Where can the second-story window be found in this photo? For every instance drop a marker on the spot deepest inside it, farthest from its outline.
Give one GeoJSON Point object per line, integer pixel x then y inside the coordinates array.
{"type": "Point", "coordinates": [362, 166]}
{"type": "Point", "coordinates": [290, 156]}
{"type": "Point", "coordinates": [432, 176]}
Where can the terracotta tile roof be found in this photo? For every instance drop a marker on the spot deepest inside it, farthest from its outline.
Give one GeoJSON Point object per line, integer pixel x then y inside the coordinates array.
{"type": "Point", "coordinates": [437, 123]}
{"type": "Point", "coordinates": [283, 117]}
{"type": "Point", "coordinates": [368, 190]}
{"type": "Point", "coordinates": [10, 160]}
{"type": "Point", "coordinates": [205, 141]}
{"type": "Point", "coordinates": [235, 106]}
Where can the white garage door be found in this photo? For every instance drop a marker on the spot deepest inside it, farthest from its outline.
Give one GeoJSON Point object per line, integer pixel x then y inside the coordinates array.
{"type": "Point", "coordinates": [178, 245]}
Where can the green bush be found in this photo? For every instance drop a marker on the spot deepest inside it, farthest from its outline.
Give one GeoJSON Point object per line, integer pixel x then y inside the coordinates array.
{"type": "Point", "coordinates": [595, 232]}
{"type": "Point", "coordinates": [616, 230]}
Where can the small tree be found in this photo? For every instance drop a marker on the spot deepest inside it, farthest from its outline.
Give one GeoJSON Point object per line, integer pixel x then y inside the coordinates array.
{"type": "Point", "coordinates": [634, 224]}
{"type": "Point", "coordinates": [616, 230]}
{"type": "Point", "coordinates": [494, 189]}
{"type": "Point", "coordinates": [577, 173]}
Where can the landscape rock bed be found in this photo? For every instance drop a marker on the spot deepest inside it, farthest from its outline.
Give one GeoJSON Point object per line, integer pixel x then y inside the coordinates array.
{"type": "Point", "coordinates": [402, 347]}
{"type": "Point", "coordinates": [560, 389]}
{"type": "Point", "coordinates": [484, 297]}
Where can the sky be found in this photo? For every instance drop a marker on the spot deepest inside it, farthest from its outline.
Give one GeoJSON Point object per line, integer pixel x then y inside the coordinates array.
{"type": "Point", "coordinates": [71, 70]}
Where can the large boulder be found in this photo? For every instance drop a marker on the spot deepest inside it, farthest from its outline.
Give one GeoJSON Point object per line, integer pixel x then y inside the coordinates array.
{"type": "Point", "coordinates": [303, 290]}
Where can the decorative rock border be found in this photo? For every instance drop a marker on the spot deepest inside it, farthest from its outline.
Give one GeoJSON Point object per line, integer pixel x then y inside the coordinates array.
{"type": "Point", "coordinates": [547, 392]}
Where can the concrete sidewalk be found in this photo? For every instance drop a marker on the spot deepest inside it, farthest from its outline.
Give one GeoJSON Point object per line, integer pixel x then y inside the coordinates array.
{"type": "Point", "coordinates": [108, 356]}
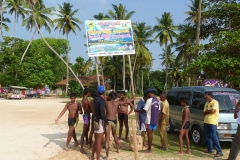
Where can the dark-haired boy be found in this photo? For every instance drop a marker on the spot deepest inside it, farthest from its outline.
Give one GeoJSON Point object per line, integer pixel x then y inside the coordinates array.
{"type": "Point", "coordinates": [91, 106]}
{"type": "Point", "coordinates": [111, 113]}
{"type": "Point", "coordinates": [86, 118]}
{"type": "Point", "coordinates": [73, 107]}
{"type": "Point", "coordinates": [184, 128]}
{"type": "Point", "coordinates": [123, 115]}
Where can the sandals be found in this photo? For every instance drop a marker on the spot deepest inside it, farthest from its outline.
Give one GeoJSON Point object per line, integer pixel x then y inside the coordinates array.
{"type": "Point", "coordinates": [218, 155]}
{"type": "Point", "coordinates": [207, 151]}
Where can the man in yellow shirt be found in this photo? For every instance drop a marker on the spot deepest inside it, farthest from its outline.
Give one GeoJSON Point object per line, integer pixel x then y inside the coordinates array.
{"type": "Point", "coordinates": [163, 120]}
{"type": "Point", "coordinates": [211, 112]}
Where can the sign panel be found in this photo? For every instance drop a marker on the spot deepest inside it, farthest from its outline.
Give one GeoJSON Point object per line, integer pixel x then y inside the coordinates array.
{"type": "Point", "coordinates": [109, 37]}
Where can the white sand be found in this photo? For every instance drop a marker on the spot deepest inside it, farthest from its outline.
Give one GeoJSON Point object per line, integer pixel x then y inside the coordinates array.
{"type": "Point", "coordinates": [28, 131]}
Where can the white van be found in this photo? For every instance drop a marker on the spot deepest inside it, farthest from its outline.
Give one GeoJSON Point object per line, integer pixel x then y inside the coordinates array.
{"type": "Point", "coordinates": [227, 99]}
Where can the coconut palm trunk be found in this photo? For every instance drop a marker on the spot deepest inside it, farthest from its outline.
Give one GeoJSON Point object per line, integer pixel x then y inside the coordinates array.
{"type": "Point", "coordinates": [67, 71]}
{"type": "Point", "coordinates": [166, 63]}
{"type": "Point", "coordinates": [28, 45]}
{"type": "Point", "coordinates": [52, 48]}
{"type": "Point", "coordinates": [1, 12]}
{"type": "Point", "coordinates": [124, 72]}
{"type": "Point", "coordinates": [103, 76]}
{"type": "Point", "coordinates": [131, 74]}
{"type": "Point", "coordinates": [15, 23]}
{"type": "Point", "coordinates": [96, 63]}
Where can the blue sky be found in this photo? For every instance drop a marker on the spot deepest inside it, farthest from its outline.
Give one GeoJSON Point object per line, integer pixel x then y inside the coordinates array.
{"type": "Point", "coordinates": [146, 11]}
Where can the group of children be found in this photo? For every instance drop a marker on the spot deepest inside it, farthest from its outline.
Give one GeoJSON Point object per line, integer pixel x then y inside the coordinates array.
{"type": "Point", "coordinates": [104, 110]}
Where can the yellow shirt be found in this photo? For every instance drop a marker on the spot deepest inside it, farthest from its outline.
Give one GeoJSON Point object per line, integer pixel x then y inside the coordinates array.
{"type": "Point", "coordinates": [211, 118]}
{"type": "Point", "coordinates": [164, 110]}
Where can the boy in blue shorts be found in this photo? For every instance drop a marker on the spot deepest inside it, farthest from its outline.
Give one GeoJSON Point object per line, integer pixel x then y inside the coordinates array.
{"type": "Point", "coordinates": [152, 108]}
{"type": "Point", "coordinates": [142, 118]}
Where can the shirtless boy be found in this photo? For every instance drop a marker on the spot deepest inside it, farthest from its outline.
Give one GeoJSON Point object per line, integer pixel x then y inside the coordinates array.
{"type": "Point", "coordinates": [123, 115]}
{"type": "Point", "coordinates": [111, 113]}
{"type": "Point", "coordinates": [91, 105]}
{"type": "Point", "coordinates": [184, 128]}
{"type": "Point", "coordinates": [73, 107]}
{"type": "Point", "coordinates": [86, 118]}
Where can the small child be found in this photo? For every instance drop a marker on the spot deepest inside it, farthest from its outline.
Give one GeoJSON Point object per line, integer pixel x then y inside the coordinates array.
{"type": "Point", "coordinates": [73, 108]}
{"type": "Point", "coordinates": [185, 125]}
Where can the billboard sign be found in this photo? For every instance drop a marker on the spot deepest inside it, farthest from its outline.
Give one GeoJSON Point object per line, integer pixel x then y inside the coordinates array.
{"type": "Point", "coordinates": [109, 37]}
□ □ □ □ □ □ □
Exercise brief: Quote the records above exactly, leaving out any pictures.

Output for this task:
Where can the second-story window be found in this photo? For every instance drop a marker on the spot deepest inside it, farthest from its outline.
Give one GeoJSON Point object per line, integer pixel x then y inside the coordinates array.
{"type": "Point", "coordinates": [362, 166]}
{"type": "Point", "coordinates": [290, 156]}
{"type": "Point", "coordinates": [432, 176]}
Where can the terracotta tile roof be found in this photo? For every instance drop a marker on the spot deepest inside it, farthest from its outline.
Give one GeoJSON Point object per line, integer pixel x then y inside the coordinates array.
{"type": "Point", "coordinates": [437, 123]}
{"type": "Point", "coordinates": [283, 117]}
{"type": "Point", "coordinates": [368, 190]}
{"type": "Point", "coordinates": [10, 160]}
{"type": "Point", "coordinates": [205, 141]}
{"type": "Point", "coordinates": [235, 106]}
Where can the white garage door be found in this photo? For every instance drop a marker on the spot deepest inside it, farthest from its outline.
Give one GeoJSON Point object per line, integer pixel x then y inside the coordinates array.
{"type": "Point", "coordinates": [178, 245]}
Where can the green bush be found in this photo? For every instance drop a marker on the spot deepest inside it, farthest from its outline.
Give one GeoJSON Point object per line, integer pixel x then y inside the coordinates array.
{"type": "Point", "coordinates": [595, 232]}
{"type": "Point", "coordinates": [616, 230]}
Where can the small tree be found in this photo? For every instance drop a marker on the spot deepest inside it, farthest from its outline.
Give one GeoJSON Point object per line, integer pixel x then y inside the coordinates array.
{"type": "Point", "coordinates": [634, 224]}
{"type": "Point", "coordinates": [616, 230]}
{"type": "Point", "coordinates": [494, 189]}
{"type": "Point", "coordinates": [577, 173]}
Where can the landscape rock bed be found in this photo? For every instance drop a marker on the spot deepest inside it, farthest from its outline.
Give one GeoJSON Point object per line, integer pixel x then y inside the coordinates array.
{"type": "Point", "coordinates": [402, 347]}
{"type": "Point", "coordinates": [560, 389]}
{"type": "Point", "coordinates": [484, 297]}
Where can the sky be found in this photo? For every instance drop a marker on the spot deepest inside it, farthest from its outline.
Give one GeoJSON Point object per line, integer pixel x then y inside the coordinates array.
{"type": "Point", "coordinates": [71, 70]}
Where can the large boulder be found in this photo? For every instance drop a marker on the spot deepest inside it, farthest from its outline.
Give one GeoJSON Point object per line, integer pixel x then y inside the coordinates array.
{"type": "Point", "coordinates": [303, 290]}
Where can the decorative rock border be found in this photo? For every instance drop a marker on the spot deepest inside it, farthest from its outline.
Give one GeoJSON Point object per line, integer pixel x then y inside the coordinates array.
{"type": "Point", "coordinates": [547, 392]}
Where can the concrete sidewalk be found in this photo? For every instance drop a marker on the spot deepest inside it, farthest from its outline.
Give one GeoJSON Point object per line, integer pixel x then y inside the coordinates array.
{"type": "Point", "coordinates": [108, 356]}
Where can the dark-haired boy be found in this photo? For every instance drop a marker on the spot deepest inside it, farthest from its outline.
Give one GeoJSON Point object per line, integer pixel x then y inside the coordinates array.
{"type": "Point", "coordinates": [91, 106]}
{"type": "Point", "coordinates": [111, 113]}
{"type": "Point", "coordinates": [86, 118]}
{"type": "Point", "coordinates": [73, 107]}
{"type": "Point", "coordinates": [184, 128]}
{"type": "Point", "coordinates": [123, 115]}
Where can the sandals be found in this photo? For every instance drop a marker on the spot deepest inside it, farthest from its outline.
Give one GeoJSON Point object per line, integer pixel x then y inside the coordinates array.
{"type": "Point", "coordinates": [218, 155]}
{"type": "Point", "coordinates": [207, 151]}
Where can the man in yellow shirt be found in this photo? For every instance drop a marker on the spot deepest inside it, farthest from its outline.
Give one GeoJSON Point object per line, integer pixel x then y inside the coordinates array.
{"type": "Point", "coordinates": [163, 120]}
{"type": "Point", "coordinates": [211, 112]}
Where can the sign panel be found in this photo? For every instance drop a marker on the spot deepest inside it, farthest from its outline.
Give one GeoJSON Point object per line, integer pixel x then y inside the coordinates array.
{"type": "Point", "coordinates": [109, 37]}
Where can the white sand be found in this photo? For every instance drop a marker on the spot deepest inside it, farthest from its outline.
Give one GeoJSON Point object per line, integer pixel x then y inside the coordinates array.
{"type": "Point", "coordinates": [28, 131]}
Where can the white van be found in this photo? For every instance drop a marker on the spot deepest inside it, farthest from its outline.
Give one GeoJSON Point object per line, integer pixel x then y inside the coordinates array.
{"type": "Point", "coordinates": [227, 99]}
Where can the coconut palm trunk be found in this photo? For every instance drop a marker on the spot deepest inside it, farthest from its outline.
Give one GeoJSON Point object per line, integer pixel x then y inside the coordinates array.
{"type": "Point", "coordinates": [67, 71]}
{"type": "Point", "coordinates": [166, 63]}
{"type": "Point", "coordinates": [28, 45]}
{"type": "Point", "coordinates": [52, 48]}
{"type": "Point", "coordinates": [1, 12]}
{"type": "Point", "coordinates": [124, 72]}
{"type": "Point", "coordinates": [103, 76]}
{"type": "Point", "coordinates": [131, 74]}
{"type": "Point", "coordinates": [15, 23]}
{"type": "Point", "coordinates": [96, 63]}
Where can the blue sky be found in this photo? For every instance drop a marker on the spot deepest inside it, farthest from its outline.
Give one GeoJSON Point object per line, integer pixel x then y inside the coordinates array.
{"type": "Point", "coordinates": [146, 11]}
Where can the group of children be found in this photo? For every instance drop a marker on the spot deepest inside it, farthest from its outline.
Give one GeoJSON Point object per line, integer pixel x then y inside the coordinates array.
{"type": "Point", "coordinates": [104, 110]}
Where can the yellow shirt be found in this photo? For every instance drop a marker on the spot deepest inside it, farthest from its outline.
Give one GeoJSON Point object per line, integer pixel x then y inside the coordinates array.
{"type": "Point", "coordinates": [211, 118]}
{"type": "Point", "coordinates": [164, 110]}
Where can the boy in blue shorts be found in this photo? For every instance drop a marker on the spot deepest inside it, farthest from its outline.
Give one GeoJSON Point object per line, integer pixel x then y inside the coordinates array.
{"type": "Point", "coordinates": [152, 108]}
{"type": "Point", "coordinates": [142, 118]}
Where can the shirtless boy be found in this photo? For every instance drop a marker on the spot deepest inside it, farthest from its outline.
Give one GeoJSON Point object per line, integer pixel x then y inside the coordinates array.
{"type": "Point", "coordinates": [123, 115]}
{"type": "Point", "coordinates": [111, 113]}
{"type": "Point", "coordinates": [91, 105]}
{"type": "Point", "coordinates": [184, 128]}
{"type": "Point", "coordinates": [73, 107]}
{"type": "Point", "coordinates": [86, 118]}
Where can the small child be found in this photo? For every instance drop a marker on the spot deepest inside it, farthest from its outline.
Give one GeoJSON Point object per line, integer pixel x then y inside the coordinates array.
{"type": "Point", "coordinates": [73, 108]}
{"type": "Point", "coordinates": [185, 125]}
Where can the billboard sign be found in this photo? For every instance drop a marker on the spot deepest inside it, farthest from its outline.
Give one GeoJSON Point object per line, integer pixel x then y inside the coordinates array.
{"type": "Point", "coordinates": [109, 37]}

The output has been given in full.